▸ **Aim of the task**
Of the entries below, return only those lines from the line with "Target: dark rock crevice" to the line with "Find the snow-covered", exactly, both included.

▸ **Task inputs**
Segment Open

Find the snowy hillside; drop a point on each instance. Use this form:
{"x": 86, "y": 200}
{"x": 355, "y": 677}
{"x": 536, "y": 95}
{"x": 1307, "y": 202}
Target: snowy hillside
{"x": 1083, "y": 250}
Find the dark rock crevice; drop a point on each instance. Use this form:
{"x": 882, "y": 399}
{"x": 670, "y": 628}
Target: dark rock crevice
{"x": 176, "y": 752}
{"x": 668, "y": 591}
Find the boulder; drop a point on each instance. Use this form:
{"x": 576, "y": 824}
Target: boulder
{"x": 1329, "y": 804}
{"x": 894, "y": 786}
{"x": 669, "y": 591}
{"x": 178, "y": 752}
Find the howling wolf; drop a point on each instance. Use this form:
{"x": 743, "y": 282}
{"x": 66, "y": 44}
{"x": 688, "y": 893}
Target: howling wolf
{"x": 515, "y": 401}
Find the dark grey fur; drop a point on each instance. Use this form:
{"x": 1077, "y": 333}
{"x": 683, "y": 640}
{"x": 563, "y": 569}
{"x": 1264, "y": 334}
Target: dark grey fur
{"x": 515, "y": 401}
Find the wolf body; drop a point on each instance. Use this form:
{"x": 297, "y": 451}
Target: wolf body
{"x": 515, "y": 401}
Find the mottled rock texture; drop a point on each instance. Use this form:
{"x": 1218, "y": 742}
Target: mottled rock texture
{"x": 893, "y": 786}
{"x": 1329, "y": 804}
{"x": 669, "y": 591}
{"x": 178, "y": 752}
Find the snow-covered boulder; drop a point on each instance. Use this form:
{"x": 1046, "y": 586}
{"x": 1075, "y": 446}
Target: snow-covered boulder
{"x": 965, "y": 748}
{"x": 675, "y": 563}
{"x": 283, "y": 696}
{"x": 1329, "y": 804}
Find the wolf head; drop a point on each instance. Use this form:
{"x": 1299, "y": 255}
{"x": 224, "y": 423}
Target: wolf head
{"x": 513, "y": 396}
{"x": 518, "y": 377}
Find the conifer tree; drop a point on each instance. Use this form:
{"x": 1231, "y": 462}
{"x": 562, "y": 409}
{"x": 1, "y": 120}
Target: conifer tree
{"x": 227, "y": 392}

Segment Closed

▸ **Solution for this task**
Target: dark rock crevice
{"x": 176, "y": 752}
{"x": 668, "y": 591}
Find the boulder; drop a point on each instance. Use this form:
{"x": 576, "y": 824}
Target: boulder
{"x": 1329, "y": 804}
{"x": 894, "y": 786}
{"x": 669, "y": 591}
{"x": 178, "y": 752}
Find the howling wolf; drop a point on each instance. Use this form:
{"x": 743, "y": 282}
{"x": 66, "y": 44}
{"x": 688, "y": 893}
Target: howling wolf
{"x": 515, "y": 401}
Find the dark grey fur; drop a point on each instance. Use this form:
{"x": 1077, "y": 333}
{"x": 683, "y": 640}
{"x": 563, "y": 569}
{"x": 1264, "y": 334}
Target: dark grey fur
{"x": 515, "y": 401}
Find the wolf body; drop a point on each instance. Use this form:
{"x": 297, "y": 451}
Target: wolf body
{"x": 515, "y": 401}
Find the mottled rock texture; drop a point on each instance. Use this form:
{"x": 1218, "y": 742}
Target: mottled rock texture
{"x": 893, "y": 786}
{"x": 1329, "y": 804}
{"x": 669, "y": 591}
{"x": 178, "y": 752}
Find the snow-covered boulder; drop a point on each instance. Use this form:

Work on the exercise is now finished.